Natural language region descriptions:
------------------------------------

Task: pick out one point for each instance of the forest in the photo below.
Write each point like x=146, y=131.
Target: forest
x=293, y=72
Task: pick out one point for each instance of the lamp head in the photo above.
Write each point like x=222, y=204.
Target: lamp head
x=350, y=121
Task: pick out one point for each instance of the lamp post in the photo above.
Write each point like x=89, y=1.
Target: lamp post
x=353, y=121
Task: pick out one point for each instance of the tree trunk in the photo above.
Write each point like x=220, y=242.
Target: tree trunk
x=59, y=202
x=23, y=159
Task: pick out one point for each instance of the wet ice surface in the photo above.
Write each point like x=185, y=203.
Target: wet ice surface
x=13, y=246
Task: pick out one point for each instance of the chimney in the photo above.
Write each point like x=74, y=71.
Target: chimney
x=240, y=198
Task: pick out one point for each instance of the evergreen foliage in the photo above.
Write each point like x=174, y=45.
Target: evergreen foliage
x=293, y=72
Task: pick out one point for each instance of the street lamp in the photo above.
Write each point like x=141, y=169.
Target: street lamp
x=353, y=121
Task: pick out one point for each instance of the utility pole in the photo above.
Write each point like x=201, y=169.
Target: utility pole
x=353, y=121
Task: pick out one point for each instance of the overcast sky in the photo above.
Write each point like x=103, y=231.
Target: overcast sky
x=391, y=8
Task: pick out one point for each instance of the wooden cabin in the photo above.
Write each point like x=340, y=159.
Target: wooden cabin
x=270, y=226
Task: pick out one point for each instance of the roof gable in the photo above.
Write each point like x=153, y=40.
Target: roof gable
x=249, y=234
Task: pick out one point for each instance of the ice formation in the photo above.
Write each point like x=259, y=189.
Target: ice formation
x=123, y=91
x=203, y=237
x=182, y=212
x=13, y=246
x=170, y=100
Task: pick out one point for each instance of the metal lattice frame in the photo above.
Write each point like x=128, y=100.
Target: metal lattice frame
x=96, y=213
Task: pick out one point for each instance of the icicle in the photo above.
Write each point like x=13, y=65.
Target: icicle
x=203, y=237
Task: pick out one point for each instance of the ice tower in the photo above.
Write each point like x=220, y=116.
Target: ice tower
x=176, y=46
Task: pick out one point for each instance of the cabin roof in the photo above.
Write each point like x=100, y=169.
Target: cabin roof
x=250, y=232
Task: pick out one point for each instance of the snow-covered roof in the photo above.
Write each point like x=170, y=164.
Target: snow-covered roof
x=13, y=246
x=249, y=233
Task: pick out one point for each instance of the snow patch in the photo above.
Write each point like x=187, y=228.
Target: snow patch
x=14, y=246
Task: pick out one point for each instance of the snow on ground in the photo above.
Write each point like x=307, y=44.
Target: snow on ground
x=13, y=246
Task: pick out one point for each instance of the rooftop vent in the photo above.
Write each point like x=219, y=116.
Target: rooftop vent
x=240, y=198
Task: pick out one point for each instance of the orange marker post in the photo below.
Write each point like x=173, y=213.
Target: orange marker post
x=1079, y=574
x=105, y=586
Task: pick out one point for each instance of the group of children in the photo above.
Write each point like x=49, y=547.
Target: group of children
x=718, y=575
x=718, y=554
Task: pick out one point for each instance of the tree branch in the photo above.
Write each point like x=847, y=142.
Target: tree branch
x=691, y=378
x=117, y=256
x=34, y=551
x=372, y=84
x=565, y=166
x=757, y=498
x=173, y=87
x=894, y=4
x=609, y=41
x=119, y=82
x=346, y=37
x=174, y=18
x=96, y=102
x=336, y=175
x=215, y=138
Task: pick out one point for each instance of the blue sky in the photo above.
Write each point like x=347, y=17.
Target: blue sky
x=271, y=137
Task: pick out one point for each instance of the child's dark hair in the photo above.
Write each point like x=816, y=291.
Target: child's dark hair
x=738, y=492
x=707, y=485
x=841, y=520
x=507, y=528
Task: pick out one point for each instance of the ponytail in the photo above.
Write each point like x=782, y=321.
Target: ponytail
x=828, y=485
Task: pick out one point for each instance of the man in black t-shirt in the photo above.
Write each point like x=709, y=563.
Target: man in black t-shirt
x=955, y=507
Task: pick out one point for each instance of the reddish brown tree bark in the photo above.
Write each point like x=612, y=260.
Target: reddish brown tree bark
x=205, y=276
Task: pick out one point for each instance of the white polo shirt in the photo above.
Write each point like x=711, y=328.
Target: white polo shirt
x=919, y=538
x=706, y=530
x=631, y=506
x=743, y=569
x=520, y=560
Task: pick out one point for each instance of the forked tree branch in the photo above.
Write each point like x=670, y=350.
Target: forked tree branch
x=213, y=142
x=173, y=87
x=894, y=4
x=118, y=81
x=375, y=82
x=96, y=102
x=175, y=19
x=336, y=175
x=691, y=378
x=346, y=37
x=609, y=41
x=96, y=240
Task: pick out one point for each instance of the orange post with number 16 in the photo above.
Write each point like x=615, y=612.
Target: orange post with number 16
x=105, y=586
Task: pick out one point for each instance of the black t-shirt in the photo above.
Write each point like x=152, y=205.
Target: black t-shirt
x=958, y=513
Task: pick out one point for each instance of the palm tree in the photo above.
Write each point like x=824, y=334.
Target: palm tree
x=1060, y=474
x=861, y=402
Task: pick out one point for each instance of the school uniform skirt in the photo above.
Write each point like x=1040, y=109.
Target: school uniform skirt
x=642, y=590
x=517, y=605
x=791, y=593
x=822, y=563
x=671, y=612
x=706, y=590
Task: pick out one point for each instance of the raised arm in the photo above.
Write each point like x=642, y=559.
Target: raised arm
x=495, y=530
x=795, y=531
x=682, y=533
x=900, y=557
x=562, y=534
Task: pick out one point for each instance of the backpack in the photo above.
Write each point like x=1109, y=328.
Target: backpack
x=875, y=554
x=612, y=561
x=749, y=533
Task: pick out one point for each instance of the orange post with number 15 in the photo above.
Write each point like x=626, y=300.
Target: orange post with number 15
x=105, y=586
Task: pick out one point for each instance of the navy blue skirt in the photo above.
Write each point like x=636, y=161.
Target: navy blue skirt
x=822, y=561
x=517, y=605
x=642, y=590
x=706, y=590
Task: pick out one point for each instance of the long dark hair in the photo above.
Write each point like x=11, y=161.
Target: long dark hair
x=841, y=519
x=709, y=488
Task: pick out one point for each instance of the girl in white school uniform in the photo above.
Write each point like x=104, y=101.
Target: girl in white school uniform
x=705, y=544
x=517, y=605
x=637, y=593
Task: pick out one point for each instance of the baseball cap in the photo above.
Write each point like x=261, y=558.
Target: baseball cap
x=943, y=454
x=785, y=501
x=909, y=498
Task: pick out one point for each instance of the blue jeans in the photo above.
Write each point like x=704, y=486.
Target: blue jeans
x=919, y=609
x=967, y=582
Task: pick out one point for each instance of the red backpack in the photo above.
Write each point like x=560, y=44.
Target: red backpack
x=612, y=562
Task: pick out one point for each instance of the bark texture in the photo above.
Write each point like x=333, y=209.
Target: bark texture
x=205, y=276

------------------------------------

**PROBLEM STATEMENT:**
Return, exactly as they stand, the lines from the start of the records above through the line with "Task: pick out one point for each instance of the metal", both ends included, and no other lines.

**FINISHED TASK:**
Task: pick out one point for each instance of the forest in the photo below.
Write each point like x=146, y=131.
Target: forest
x=293, y=72
Task: pick out one point for each instance of the lamp head in the photo above.
Write each point like x=222, y=204.
Target: lamp head
x=350, y=121
Task: pick out one point for each instance of the lamp post in the photo above.
Write each point like x=89, y=1.
Target: lamp post
x=353, y=121
Task: pick out one point for each instance of the tree trunk in the photo above.
Write each point like x=220, y=242.
Target: tree trunk
x=59, y=202
x=23, y=159
Task: pick out one point for each instance of the wet ice surface in the photo above.
Write each point like x=185, y=203.
Target: wet ice surface
x=13, y=246
Task: pick out one point for each instance of the chimney in the photo above.
Write each point like x=74, y=71.
Target: chimney
x=240, y=198
Task: pick out one point for each instance of the evergreen foliage in the photo above.
Write each point like x=174, y=45.
Target: evergreen foliage
x=293, y=72
Task: pick out one point for each instance of the street lamp in the photo above.
Write each point like x=141, y=169.
Target: street lamp
x=353, y=121
Task: pick out one point for each instance of the utility pole in the photo above.
Write each point like x=201, y=169.
Target: utility pole
x=353, y=121
Task: pick out one point for each instance of the overcast sky in the photo above.
Write each point like x=103, y=231.
Target: overcast sky
x=391, y=8
Task: pick out one point for each instance of the wooden cabin in the photo above.
Write each point like x=340, y=159.
Target: wooden cabin
x=270, y=226
Task: pick out one point for each instance of the roof gable in the photo above.
Write each point like x=153, y=40.
Target: roof gable
x=249, y=234
Task: pick out one point for each instance of the ice formation in the photo above.
Write each point like x=259, y=189.
Target: ice formation
x=123, y=91
x=203, y=237
x=182, y=212
x=13, y=246
x=170, y=100
Task: pick out one point for each instance of the metal lattice frame in the photo above.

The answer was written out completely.